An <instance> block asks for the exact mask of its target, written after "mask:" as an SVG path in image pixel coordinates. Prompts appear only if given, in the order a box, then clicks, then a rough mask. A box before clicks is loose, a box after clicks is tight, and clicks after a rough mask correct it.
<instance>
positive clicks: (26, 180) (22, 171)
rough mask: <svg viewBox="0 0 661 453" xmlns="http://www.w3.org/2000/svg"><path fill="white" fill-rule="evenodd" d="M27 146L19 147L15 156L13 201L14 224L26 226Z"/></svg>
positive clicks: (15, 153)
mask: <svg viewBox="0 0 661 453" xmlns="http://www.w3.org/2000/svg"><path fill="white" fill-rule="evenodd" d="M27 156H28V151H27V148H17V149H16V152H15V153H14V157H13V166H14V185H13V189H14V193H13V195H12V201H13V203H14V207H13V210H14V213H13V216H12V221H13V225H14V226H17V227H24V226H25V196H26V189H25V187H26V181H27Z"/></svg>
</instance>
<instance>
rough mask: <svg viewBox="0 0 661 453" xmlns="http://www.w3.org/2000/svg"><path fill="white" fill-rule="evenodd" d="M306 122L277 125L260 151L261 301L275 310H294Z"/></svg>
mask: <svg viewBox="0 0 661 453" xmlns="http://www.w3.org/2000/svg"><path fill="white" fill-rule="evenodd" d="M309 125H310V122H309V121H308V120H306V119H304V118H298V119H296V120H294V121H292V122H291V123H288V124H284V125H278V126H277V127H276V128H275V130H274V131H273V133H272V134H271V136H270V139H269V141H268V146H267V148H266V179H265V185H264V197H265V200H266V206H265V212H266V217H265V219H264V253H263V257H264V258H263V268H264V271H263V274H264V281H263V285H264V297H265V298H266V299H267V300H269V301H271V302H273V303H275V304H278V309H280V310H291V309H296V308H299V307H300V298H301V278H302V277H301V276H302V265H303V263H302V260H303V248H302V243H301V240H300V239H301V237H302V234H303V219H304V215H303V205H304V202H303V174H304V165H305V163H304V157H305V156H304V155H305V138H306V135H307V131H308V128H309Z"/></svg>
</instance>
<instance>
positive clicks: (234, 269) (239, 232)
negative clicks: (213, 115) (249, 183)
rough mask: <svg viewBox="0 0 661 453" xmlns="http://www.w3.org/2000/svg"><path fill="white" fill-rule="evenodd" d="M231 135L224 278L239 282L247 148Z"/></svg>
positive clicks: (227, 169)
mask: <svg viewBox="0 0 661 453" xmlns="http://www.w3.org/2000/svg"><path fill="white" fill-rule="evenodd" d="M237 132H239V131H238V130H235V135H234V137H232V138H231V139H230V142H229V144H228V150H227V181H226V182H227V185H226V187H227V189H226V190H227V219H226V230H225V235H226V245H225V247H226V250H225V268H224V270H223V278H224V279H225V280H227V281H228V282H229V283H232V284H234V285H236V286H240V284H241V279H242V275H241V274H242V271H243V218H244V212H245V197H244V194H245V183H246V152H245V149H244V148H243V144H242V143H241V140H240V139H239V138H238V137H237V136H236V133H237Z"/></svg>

▶ **PROBLEM DESCRIPTION**
Output must be limited to the lines beginning with the one that contains "135L224 278L239 282L247" and ending with the last line of the entries, reproduced exactly.

▶ **SOLUTION BELOW**
rough mask: <svg viewBox="0 0 661 453" xmlns="http://www.w3.org/2000/svg"><path fill="white" fill-rule="evenodd" d="M231 135L224 278L239 282L247 148Z"/></svg>
positive clicks: (227, 169)
mask: <svg viewBox="0 0 661 453" xmlns="http://www.w3.org/2000/svg"><path fill="white" fill-rule="evenodd" d="M237 132H239V131H238V130H235V135H234V137H232V138H231V139H230V142H229V144H228V150H227V181H226V182H227V185H226V187H227V189H226V190H227V219H226V230H225V235H226V245H225V247H226V250H225V268H224V270H223V278H224V279H225V280H227V281H228V282H229V283H232V284H234V285H236V286H240V284H241V279H242V275H241V274H242V271H243V218H244V212H245V197H244V194H245V183H246V152H245V149H244V148H243V144H242V143H241V140H240V139H239V138H238V137H237V136H236V133H237Z"/></svg>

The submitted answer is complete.